**STATED EXERCISE:** Copy the records below exactly as they appear.

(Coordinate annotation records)
/---

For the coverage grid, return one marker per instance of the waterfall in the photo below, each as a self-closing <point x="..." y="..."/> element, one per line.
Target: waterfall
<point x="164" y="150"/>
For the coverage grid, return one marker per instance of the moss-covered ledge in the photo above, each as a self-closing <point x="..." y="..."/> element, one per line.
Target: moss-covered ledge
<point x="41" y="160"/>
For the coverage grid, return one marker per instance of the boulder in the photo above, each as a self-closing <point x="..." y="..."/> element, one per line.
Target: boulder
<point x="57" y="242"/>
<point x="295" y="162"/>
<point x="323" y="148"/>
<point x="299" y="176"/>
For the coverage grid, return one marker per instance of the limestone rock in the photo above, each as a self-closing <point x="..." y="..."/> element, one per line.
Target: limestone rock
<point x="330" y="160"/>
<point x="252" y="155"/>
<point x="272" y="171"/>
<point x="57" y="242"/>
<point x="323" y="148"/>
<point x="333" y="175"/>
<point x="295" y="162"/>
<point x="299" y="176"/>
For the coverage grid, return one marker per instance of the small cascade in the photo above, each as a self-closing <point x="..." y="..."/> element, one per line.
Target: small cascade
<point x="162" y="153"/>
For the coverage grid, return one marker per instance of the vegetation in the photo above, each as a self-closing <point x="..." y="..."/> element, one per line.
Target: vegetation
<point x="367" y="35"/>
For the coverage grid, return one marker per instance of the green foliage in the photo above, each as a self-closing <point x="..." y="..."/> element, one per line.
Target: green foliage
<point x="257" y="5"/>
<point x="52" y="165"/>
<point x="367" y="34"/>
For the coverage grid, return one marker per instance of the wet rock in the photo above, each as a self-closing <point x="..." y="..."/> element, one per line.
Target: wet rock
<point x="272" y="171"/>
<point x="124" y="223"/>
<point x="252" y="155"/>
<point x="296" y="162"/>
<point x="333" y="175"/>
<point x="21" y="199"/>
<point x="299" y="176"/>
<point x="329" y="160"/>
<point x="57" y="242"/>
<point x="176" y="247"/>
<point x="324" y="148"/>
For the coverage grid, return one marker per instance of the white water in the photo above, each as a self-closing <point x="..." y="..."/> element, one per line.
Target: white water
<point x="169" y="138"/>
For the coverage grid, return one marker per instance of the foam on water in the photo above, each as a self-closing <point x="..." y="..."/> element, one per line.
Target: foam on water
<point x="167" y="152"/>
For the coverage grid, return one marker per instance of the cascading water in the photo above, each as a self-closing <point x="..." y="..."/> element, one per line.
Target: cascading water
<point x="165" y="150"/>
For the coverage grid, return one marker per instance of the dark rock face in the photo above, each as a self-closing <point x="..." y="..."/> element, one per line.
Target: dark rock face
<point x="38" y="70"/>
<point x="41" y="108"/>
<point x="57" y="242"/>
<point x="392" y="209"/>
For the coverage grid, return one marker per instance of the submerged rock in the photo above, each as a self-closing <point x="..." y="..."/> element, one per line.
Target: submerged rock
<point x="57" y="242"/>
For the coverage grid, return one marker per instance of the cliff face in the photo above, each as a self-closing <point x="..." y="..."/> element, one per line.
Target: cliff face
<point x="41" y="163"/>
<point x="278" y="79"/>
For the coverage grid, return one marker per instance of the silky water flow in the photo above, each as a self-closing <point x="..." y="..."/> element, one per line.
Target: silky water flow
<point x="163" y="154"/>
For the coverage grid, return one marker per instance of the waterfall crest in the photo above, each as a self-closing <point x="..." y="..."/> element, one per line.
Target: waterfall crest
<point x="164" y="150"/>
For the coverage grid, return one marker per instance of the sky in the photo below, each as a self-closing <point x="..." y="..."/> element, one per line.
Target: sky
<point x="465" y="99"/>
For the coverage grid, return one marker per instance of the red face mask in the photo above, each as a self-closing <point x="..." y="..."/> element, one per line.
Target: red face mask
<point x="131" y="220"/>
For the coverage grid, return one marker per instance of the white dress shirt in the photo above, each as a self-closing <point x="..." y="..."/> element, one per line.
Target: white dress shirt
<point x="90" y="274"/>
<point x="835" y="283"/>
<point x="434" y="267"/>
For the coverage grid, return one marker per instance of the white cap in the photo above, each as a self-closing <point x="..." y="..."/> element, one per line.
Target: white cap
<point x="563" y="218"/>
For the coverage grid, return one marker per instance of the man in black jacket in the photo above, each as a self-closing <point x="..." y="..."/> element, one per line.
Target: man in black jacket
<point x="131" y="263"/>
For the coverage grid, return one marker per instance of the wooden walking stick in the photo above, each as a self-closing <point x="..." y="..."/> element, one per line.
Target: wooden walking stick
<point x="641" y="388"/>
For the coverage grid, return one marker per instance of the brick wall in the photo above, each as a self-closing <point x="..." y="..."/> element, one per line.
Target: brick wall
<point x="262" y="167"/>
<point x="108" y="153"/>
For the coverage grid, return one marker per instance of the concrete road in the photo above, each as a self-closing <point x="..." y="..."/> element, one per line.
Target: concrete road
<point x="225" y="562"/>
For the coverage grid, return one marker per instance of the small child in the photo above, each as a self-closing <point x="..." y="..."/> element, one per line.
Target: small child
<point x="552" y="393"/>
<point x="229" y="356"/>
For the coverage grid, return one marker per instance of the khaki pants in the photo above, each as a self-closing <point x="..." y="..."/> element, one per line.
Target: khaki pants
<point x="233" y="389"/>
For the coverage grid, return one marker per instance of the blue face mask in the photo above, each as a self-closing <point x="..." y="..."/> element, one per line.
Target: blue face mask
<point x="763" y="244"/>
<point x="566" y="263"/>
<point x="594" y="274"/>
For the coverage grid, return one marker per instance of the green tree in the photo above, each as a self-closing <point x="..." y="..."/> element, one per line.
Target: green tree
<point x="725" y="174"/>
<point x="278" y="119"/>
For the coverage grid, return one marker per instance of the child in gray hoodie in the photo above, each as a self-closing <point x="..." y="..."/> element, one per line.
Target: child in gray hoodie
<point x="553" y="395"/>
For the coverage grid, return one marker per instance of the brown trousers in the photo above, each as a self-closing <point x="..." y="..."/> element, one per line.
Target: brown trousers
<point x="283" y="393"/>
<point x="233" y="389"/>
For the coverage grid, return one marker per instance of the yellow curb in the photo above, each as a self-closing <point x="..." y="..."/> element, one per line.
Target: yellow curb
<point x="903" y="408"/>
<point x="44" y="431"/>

\---

**COMPLETED TASK:**
For the coverage grid, return one marker per instance of the waterfall in the photo below, each as a self-closing <point x="..." y="..."/> element, one per line.
Target: waterfall
<point x="164" y="150"/>
For the coverage grid, return one marker per instance of the moss-covered ledge in the photo above, each as a self-closing <point x="..." y="..."/> element, one per line.
Target: moss-covered ledge
<point x="41" y="160"/>
For the coverage grid, return one marker per instance of the boulder in the photo above, each as a self-closing <point x="..." y="..."/> element, one per line.
Target: boulder
<point x="57" y="242"/>
<point x="295" y="162"/>
<point x="323" y="148"/>
<point x="299" y="176"/>
For the coverage grid, return one marker per instance of the limestone rock in the photo above, each as a self-closing <point x="..." y="..."/> element, one per line.
Target: limestone rock
<point x="330" y="160"/>
<point x="252" y="155"/>
<point x="272" y="171"/>
<point x="57" y="242"/>
<point x="323" y="148"/>
<point x="333" y="175"/>
<point x="295" y="162"/>
<point x="299" y="176"/>
For the coverage grid, return one marker per instance of the small cascade in the photo above, each as a self-closing <point x="..." y="..."/> element, one per line.
Target: small cascade
<point x="162" y="153"/>
For the coverage grid, return one marker per instance of the vegetation in the photo above, each as a self-closing <point x="..." y="..."/> element, one per line.
Target: vegetation
<point x="367" y="35"/>
For the coverage grid, return one marker per instance of the green foliage in the photo above, each as a self-closing <point x="..." y="..."/> element, one per line.
Target: green foliage
<point x="257" y="5"/>
<point x="52" y="165"/>
<point x="367" y="34"/>
For the coverage grid, return one marker per instance of the wet rock in the photo above, each as a self-closing <point x="..." y="..."/> element, one per line.
Target: wet rock
<point x="272" y="171"/>
<point x="124" y="223"/>
<point x="252" y="155"/>
<point x="296" y="162"/>
<point x="333" y="175"/>
<point x="21" y="199"/>
<point x="299" y="176"/>
<point x="329" y="160"/>
<point x="57" y="242"/>
<point x="176" y="247"/>
<point x="324" y="148"/>
For the coverage grid, return one marker per instance of the white water in the photo above, each as a self-closing <point x="..." y="..."/> element, one per line.
Target: white water
<point x="169" y="138"/>
For the coverage grid, return one marker per instance of the foam on water in the photo above, each as a self-closing <point x="..." y="..."/> element, one per line.
Target: foam on water
<point x="167" y="152"/>
For the coverage grid, return one marker per instance of the cascading water in the photo above, each as a self-closing <point x="..." y="..."/> element, one per line.
Target: cascading water
<point x="165" y="150"/>
For the coverage grid, return one marker per instance of the dark rock face in the photo above, each as a self-closing <point x="..." y="..."/> element, one per line.
Target: dark rock face
<point x="38" y="70"/>
<point x="41" y="108"/>
<point x="57" y="242"/>
<point x="392" y="209"/>
For the coverage grid, return one marker per instance of the submerged rock in the photo above, each as a self-closing <point x="..." y="..."/> element, one per line.
Target: submerged rock
<point x="57" y="242"/>
For the coverage grid, return one marker per instance of the cliff face in the photo above, each as a self-closing <point x="..." y="..."/> element, one per line.
Target: cliff face
<point x="41" y="163"/>
<point x="278" y="79"/>
For the coverage grid, return one marker per instance of the silky water flow in the photo above, each as a self-closing <point x="..." y="..."/> element, one per line.
Target: silky water flow
<point x="163" y="154"/>
For the coverage grid, return one marker per instance of the waterfall crest in the photo above, each as a self-closing <point x="..." y="..."/> element, one per line.
Target: waterfall crest
<point x="164" y="150"/>
For the coverage grid, return one marker per instance of the sky in the photo below, each as a self-closing <point x="..." y="..."/> element, one per line.
Target: sky
<point x="465" y="99"/>
For the coverage grid, return one marker per instance of the red face mask in the photo above, each as a self-closing <point x="..." y="..."/> element, one per line.
Target: red face mask
<point x="131" y="220"/>
For the coverage grid, return one marker per instance of the white dress shirt in the photo above, each as a self-closing <point x="..." y="..."/> element, one per line.
Target: white dress shirt
<point x="90" y="274"/>
<point x="835" y="283"/>
<point x="434" y="267"/>
For the coverage grid, return one marker per instance of the white cap in the photo above, each as a self-closing <point x="..." y="..."/> element, one per line.
Target: white cap
<point x="563" y="218"/>
For the coverage grid, return one marker per instance of the man in black jacket in the photo above, each as a self-closing <point x="..." y="..."/> element, one per line.
Target: man in black jacket
<point x="131" y="263"/>
For the coverage grid, return one marker per instance of the wooden walking stick in the photo above, each as a self-closing <point x="..." y="..."/> element, one per line.
Target: wooden walking stick
<point x="641" y="388"/>
For the coverage grid, return one marker per instance of the brick wall in the photo above, each as a self-closing <point x="..." y="..."/> element, one per line.
Target: brick wall
<point x="262" y="167"/>
<point x="108" y="153"/>
For the coverage grid, return one marker per instance of the concrete road in the photo above, each as a self-closing <point x="..." y="..."/> element, one per line.
Target: concrete road
<point x="225" y="562"/>
For the coverage grid, return one marker per instance of the small child in the photo above, each as a self-closing <point x="..." y="..."/> element, one per line.
Target: small child
<point x="552" y="393"/>
<point x="229" y="356"/>
For the coverage grid, return one marker per instance of the khaki pants in the photo above, each as a self-closing <point x="..." y="..."/> element, one per line.
Target: khaki pants
<point x="233" y="389"/>
For the coverage grid, return one marker per instance of the blue face mask in the photo above, each as a self-closing <point x="..." y="..."/> element, one per line.
Target: blue face mask
<point x="763" y="244"/>
<point x="566" y="263"/>
<point x="594" y="274"/>
For the coverage grid, return one marker per instance of the green tree in the photo above, each as a self-closing <point x="..." y="..."/> element, one per line.
Target: green tree
<point x="725" y="174"/>
<point x="278" y="119"/>
For the coverage grid, return one marker per instance of the child in gray hoodie in the photo above, each as a self-closing <point x="..." y="..."/> element, one per line.
Target: child in gray hoodie
<point x="553" y="395"/>
For the coverage grid, return one marker per instance of the brown trousers in the photo above, each as a self-closing <point x="..." y="..."/> element, one per line.
Target: brown trousers
<point x="283" y="393"/>
<point x="233" y="389"/>
For the coverage grid, return one marker per instance of the yellow curb in the photo above, each as a self-closing <point x="..." y="..."/> element, one per line.
Target: yellow curb
<point x="903" y="408"/>
<point x="44" y="431"/>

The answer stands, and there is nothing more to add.